- Work instructions
Retype the records below word for word and omit any image.

- Source data
____________________
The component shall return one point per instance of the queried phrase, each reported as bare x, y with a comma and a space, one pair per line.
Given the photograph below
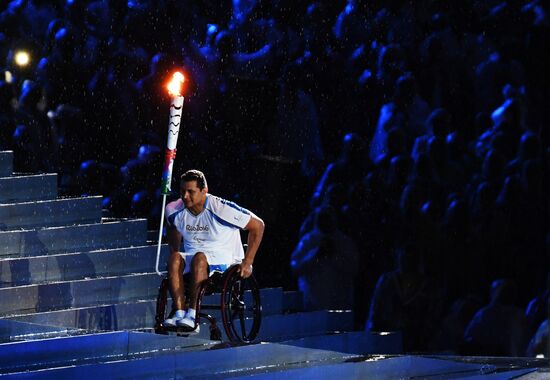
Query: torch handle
160, 235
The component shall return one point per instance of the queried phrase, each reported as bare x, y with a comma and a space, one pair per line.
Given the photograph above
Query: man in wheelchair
210, 228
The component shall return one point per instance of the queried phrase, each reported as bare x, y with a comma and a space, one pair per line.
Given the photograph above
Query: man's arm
255, 228
174, 239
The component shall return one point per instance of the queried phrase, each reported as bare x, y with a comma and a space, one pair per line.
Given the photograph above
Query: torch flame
175, 85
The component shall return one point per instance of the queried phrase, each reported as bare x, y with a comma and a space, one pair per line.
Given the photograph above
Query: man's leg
199, 273
176, 264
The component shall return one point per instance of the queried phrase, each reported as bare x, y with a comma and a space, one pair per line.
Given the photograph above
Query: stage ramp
78, 298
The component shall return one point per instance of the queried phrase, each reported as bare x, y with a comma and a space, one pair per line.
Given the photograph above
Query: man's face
192, 196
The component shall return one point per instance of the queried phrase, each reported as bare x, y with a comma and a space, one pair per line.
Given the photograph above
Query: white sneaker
188, 321
173, 322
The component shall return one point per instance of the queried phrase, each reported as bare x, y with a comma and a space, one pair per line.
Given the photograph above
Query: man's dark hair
194, 175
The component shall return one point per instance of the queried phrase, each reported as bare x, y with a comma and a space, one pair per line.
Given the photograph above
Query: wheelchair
240, 306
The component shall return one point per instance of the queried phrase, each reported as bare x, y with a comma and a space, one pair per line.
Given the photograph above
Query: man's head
193, 189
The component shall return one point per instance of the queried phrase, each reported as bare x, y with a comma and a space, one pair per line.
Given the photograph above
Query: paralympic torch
176, 107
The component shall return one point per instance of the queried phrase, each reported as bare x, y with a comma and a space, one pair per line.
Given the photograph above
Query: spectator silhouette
325, 264
499, 328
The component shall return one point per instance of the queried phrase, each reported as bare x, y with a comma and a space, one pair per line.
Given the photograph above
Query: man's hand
245, 269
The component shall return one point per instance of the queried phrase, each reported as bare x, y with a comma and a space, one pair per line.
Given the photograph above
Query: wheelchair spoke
243, 328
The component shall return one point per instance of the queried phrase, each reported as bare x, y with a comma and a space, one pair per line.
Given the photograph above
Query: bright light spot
174, 87
22, 58
8, 77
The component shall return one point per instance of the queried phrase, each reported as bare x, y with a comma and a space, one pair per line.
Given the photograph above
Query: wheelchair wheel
241, 308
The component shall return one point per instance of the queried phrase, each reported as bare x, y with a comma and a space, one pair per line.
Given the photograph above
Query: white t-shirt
215, 231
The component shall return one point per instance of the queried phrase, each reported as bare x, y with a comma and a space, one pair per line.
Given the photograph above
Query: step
282, 327
50, 213
11, 331
356, 342
131, 315
6, 163
86, 237
293, 301
219, 363
76, 266
94, 348
24, 188
63, 295
390, 367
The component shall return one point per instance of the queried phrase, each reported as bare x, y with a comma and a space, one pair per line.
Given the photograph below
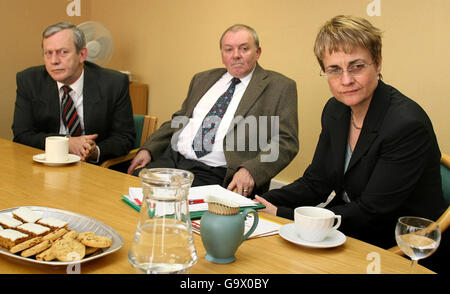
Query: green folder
194, 214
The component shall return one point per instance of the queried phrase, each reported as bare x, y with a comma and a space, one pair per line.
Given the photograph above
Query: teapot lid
220, 206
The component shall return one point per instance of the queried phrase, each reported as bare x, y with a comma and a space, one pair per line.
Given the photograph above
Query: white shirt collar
77, 86
245, 80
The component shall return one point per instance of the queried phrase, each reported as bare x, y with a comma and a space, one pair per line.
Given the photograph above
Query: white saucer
72, 158
334, 239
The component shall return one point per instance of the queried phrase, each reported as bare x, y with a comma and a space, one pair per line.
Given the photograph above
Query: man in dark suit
95, 113
256, 137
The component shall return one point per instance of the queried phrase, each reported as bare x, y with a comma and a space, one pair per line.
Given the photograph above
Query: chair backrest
138, 126
144, 125
445, 175
148, 128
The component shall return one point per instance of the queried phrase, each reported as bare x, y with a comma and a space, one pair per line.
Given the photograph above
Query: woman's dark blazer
394, 169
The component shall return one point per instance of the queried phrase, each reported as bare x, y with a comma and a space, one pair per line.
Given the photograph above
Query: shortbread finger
55, 234
37, 248
71, 235
97, 241
46, 255
25, 245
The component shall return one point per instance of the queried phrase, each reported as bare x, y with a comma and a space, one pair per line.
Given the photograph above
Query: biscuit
84, 235
92, 250
97, 241
33, 229
69, 250
8, 222
25, 245
53, 223
55, 234
46, 255
10, 238
36, 249
70, 235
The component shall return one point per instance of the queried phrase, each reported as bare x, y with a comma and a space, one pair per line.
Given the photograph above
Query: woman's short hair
78, 36
343, 33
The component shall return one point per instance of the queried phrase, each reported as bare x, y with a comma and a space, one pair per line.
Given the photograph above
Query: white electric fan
99, 42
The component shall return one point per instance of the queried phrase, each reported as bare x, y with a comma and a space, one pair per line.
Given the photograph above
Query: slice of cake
53, 223
10, 238
8, 222
33, 229
25, 215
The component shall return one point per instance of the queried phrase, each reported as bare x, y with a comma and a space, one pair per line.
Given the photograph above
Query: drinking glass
417, 237
163, 242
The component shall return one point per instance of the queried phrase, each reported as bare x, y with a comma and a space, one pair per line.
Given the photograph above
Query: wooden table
94, 191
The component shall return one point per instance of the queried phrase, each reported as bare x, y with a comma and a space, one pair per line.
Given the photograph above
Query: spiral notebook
196, 196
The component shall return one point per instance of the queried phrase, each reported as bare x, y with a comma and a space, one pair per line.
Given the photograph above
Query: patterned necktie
206, 134
69, 114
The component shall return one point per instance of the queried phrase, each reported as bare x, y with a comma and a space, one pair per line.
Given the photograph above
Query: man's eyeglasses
336, 72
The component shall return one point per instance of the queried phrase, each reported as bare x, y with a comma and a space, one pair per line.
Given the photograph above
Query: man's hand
141, 159
270, 208
83, 146
242, 182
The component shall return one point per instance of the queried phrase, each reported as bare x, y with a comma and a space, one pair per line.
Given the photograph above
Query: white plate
41, 158
78, 222
334, 239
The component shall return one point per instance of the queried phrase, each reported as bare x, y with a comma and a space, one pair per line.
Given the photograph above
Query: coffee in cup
315, 223
56, 149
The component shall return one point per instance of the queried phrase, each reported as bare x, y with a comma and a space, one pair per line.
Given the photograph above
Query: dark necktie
69, 114
206, 134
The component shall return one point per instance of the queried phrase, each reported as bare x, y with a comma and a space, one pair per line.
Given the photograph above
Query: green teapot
222, 230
____________________
- Complete response
The component shall return one point per instance of the queried phrase, each reported as bare x, y with a comma and a space, one pair per line.
Given the photograph below
Query: torch handle
160, 235
The component shall return one point per instance of the queried phrase, each reported as bare x, y with a comma and a space, one pair per line.
Given the photograph above
Query: man in wheelchair
210, 228
The component shall return one point per instance of the queried phrase, each reported as bare x, y with a comma and a space, one pair per line.
Given the photograph above
Query: man's arm
255, 228
174, 239
The component shall return one point per instance of the queried phrase, each reported as bare x, y with a comma and a space, one pair per line.
Given the photograph above
Query: torch flame
175, 85
The component shall return one point per instance of the queried phrase, each reported as bare x, y with a comma and a space, one pair per line.
Given the photograph above
Query: man's leg
199, 273
176, 264
The component shall return one point per instance of the queried phrase, each reported as bare x, y with a comma and a space, one pair per line.
Given the photograph above
Query: stage ramp
78, 298
The component shall return one point per instance of the queried phrase, each reported as bare x, y with a comma and a space, one pair per line.
Given the photograph above
Query: man's face
192, 196
The component shall return one point per instance of the queried phrase, each reported as bare x, y with a comma and a space, one pair per line.
Given the photograph above
Query: white sneaker
188, 321
173, 322
The component shall return one point per instance of the queried phrase, each reported as bare x, y with a comma and a space, one pair per line.
Given the photograph above
Query: man's dark hair
194, 175
The component shall return one point per instance of the queried phrase, each reported as bare x, y with a comma and a space, one pair per line.
Given the photograph above
Query: wheelchair
240, 306
The component shall return one point per instance of the queried phrase, each reported as bare x, y with a comma and a space, one pair per line.
Given the photograph above
Query: man's head
193, 189
The component shall return one point per instance of the queried phrase, each reported as bare x, y with a comma and a space, one pair per line.
Given the photograph above
Query: paralympic torch
176, 107
The component shall return one point per instance of the queried phrase, each reported as bare x, y with a comma and a space, one pair per line.
Given the photograph above
Query: spectator silhouette
325, 264
499, 328
The component shall return one point per instance of the queried phrase, each reported as bare x, y with a comma and a space, one pair per line.
Given the photograph above
Query: man's hand
245, 269
The component shall return one point per instance of the queried phrase, each reported as bare x, y with a comma and a space, one pair per line.
Given the photograph above
Query: wheelchair spoke
243, 328
The component shall return one point per instance of the queried phrase, each reported as bare x, y with a comma and a space, one pair per line.
Given the photograph above
Query: bright light spot
174, 87
22, 58
8, 77
The component shall return one point per instance of the queried phrase, each reported as bare x, y with a comma and a space, one pair per line.
Given the photograph above
Query: wheelchair wheel
241, 308
The component shall return one point per instance of the queried phrase, each reported as bare x, y with a comma and a space, one pair per line.
Given the photograph above
Query: white t-shirt
215, 231
The component shall return one point per instance of the queried phrase, each reported as bare x, y with a comma and a space, one pair per line.
Given the photograph above
Query: step
282, 327
50, 213
11, 331
356, 342
131, 315
6, 163
86, 237
293, 301
219, 363
76, 266
94, 348
24, 188
63, 295
390, 367
The component shall return one point per instance of the queried phrase, each reported as bare x, y with a comma and a space, one pair per line.
Given the photograph below
Query: green folder
194, 214
The component shall return one point per instance of the queried phrase, each reported as bare x, y with a comma and a space, one pair per line.
Given the photograph above
Query: teapot lid
220, 206
The component shall return one point per instance of the queried phrase, each reported as bare x, y with a comma and a space, one pair per line.
Given the photograph above
Query: white shirt collar
77, 86
245, 80
The component shall return one point per instance of the queried phrase, each reported as bare x, y with a comma and a space, one pair per line.
Given the photograph above
Query: white saucer
72, 158
334, 239
The component shall return one point per instance of the queried phrase, each reported as bare x, y with a comma and a space, one pair per line.
Given the photograph above
Query: man in dark suit
95, 113
256, 137
The component shall return one point per instance of the queried phrase, each reported as bare x, y with a comma and a space, one pair per line.
Given the photograph above
Query: chair backrest
138, 126
144, 125
445, 175
148, 128
The component shall return one point per instance of the queried phrase, each reported as bare x, y with a comma and a space, one pair per line.
Given the photograph above
Query: woman's dark blazer
394, 169
The component shall return one point per instance of the queried phrase, each reported as bare x, y with a comma and a space, one pair per line.
Given the photograph above
Query: shortbread finger
55, 234
37, 248
71, 235
97, 241
46, 255
25, 245
The component shall return one point per instance of the queried phrase, each reported as bare x, y with a comma and a space, one pair per line.
Given the photograph above
Query: biscuit
84, 235
92, 250
97, 241
33, 229
69, 250
8, 222
25, 245
53, 223
55, 234
46, 255
10, 238
36, 249
70, 235
The component shall return one point per instance of the queried phrase, each reported as bare x, y with a comma and a space, one pair per line.
Given the photograph above
Query: woman's short hair
78, 36
343, 33
The component shall return one point per instance of the queried phrase, each reported as bare x, y with a comma and a space, one pair per line.
Given the photograph above
Query: white electric fan
99, 42
The component shall return one point per instance of the queried phrase, each reported as bare x, y with a comma and a space, one pair per line.
Given the photograph above
Query: slice of cake
53, 223
10, 238
8, 222
33, 229
25, 215
The component shall return one point per instance of the queried phrase, each reported as bare x, y with a comma and a space, one pair per line.
Given the photograph above
Query: drinking glass
417, 237
163, 242
The component shall return one point per instance of the queried phrase, each reported as bare x, y with a comma and a space, one pair per line.
Given the photograph above
Query: wooden table
94, 191
The component shall return one point per instance of the queried phrase, each reported as bare x, y with a comma and a space, one pair per line.
Given the photograph above
Query: spiral notebook
196, 196
The component shall return one point per instance of the queried phrase, each reported as bare x, y with a comma and a space, one pair per line.
Given the photograph above
Query: patterned necktie
206, 134
69, 114
The component shall return one point per instance of the queried phrase, each reported as bare x, y with a comma and a space, one pair per line.
Given the photograph above
Query: man's eyeglasses
336, 72
The component shall return one point per instance of the queried phrase, each reported as bare x, y with a comma and a space, one pair per line.
Given the photograph above
Query: man's hand
141, 159
270, 208
83, 146
242, 182
The component shall return one point per instance of the queried phrase, each reported as bare x, y with a comma and a space, one pair per line.
Given the photograph above
Query: white plate
41, 158
78, 222
334, 239
The component shall return one point per instance of the queried phrase, each reported as bare x, y with a comma and a space, one pair per line.
Given the photograph above
Query: coffee in cup
315, 223
56, 149
The component shall return one point per instance of the queried phrase, each reported as bare x, y with a comma and a space, one pair per line.
Given the photograph above
Query: dark necktie
69, 114
206, 134
The component shall return one point per instance of the queried phrase, each reported as bare x, y with a comma and a space, one pair per line.
Given the photograph above
Query: green teapot
222, 230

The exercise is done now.